### WHAT TO WORK ON:
Within the material below, how many lines carry the word "knit"? Answer with a single number.

►

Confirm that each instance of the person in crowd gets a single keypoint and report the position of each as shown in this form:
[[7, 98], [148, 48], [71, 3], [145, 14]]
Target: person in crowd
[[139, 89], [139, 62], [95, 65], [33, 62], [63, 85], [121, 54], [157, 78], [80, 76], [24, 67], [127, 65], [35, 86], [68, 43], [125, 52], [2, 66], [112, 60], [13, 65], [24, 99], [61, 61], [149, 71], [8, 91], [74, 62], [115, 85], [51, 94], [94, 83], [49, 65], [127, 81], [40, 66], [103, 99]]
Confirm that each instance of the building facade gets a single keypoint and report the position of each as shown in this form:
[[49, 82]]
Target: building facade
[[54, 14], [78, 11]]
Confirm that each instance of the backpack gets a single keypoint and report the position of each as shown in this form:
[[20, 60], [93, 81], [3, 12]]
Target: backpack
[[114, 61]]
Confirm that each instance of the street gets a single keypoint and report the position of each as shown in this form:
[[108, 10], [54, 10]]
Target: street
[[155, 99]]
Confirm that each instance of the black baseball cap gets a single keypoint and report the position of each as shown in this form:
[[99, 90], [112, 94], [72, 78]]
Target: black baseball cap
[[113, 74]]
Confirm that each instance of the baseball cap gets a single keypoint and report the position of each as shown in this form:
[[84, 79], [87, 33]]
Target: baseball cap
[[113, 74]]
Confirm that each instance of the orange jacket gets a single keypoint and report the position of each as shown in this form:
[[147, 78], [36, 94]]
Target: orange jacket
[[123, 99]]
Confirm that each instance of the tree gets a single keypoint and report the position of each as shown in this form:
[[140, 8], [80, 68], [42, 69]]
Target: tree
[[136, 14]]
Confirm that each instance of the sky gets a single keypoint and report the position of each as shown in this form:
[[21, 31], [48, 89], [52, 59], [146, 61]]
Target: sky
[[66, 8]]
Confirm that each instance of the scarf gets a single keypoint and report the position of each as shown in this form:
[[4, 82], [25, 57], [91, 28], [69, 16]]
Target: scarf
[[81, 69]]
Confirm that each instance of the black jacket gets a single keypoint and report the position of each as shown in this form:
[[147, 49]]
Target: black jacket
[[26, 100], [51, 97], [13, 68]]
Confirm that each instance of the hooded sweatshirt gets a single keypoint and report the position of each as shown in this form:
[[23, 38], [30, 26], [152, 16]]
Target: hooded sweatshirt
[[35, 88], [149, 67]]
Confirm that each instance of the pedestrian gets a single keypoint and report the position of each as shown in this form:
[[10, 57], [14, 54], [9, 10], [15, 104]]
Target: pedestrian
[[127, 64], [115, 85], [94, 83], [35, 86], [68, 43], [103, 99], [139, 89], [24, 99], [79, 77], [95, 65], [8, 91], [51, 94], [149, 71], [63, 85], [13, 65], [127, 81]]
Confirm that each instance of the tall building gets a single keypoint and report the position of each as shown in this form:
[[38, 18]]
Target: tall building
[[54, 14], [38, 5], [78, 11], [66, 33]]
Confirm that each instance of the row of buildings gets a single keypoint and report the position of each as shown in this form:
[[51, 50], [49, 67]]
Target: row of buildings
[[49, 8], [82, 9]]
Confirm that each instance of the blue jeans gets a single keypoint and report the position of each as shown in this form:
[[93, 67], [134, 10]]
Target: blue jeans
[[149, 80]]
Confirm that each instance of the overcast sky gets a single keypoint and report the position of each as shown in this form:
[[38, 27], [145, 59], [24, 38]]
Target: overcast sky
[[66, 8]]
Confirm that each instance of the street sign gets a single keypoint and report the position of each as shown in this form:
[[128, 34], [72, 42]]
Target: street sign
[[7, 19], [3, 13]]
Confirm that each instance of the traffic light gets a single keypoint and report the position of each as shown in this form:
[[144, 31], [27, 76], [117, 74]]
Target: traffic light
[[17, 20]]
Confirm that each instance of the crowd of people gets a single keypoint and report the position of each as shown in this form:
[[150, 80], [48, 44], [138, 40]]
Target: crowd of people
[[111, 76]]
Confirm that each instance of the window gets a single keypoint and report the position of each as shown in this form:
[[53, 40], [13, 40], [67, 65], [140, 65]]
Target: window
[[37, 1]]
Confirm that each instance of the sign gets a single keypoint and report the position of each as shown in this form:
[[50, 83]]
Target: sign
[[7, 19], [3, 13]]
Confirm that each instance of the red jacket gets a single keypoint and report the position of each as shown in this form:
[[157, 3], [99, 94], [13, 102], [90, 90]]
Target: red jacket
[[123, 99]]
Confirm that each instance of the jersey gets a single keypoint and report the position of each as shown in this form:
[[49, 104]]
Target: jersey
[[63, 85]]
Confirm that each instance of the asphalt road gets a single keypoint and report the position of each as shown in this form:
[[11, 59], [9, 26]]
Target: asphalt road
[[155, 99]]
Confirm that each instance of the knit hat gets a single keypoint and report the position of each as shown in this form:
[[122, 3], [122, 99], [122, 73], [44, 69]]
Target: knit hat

◄
►

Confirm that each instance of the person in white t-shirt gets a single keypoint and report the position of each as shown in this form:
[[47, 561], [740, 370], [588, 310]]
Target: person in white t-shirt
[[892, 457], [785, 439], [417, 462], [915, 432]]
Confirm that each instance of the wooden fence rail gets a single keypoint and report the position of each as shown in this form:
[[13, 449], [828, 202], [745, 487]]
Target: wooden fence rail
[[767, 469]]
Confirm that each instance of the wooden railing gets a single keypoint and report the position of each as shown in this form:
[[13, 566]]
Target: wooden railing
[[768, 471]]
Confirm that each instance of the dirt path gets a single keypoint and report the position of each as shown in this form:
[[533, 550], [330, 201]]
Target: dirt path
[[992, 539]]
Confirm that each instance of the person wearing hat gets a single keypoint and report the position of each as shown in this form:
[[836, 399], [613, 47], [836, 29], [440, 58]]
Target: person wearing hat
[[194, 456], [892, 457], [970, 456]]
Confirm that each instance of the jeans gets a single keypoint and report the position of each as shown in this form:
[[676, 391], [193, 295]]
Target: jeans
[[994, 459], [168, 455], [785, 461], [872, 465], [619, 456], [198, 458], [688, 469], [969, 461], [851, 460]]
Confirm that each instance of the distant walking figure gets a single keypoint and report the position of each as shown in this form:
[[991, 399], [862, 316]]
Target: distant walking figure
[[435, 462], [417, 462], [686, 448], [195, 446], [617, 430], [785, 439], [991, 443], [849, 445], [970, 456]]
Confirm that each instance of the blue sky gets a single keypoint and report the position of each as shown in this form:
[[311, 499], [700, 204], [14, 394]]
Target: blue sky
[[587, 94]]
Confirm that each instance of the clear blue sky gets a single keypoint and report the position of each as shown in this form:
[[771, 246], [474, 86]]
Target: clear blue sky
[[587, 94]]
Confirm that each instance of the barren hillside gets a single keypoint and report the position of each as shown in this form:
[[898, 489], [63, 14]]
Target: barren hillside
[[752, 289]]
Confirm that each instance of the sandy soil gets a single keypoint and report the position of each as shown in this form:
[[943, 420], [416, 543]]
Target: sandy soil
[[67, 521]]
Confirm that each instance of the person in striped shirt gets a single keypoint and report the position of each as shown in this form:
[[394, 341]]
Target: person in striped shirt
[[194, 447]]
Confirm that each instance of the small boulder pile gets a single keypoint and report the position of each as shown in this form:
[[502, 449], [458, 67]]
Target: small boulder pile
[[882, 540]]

◄

### SOLVED EXERCISE:
2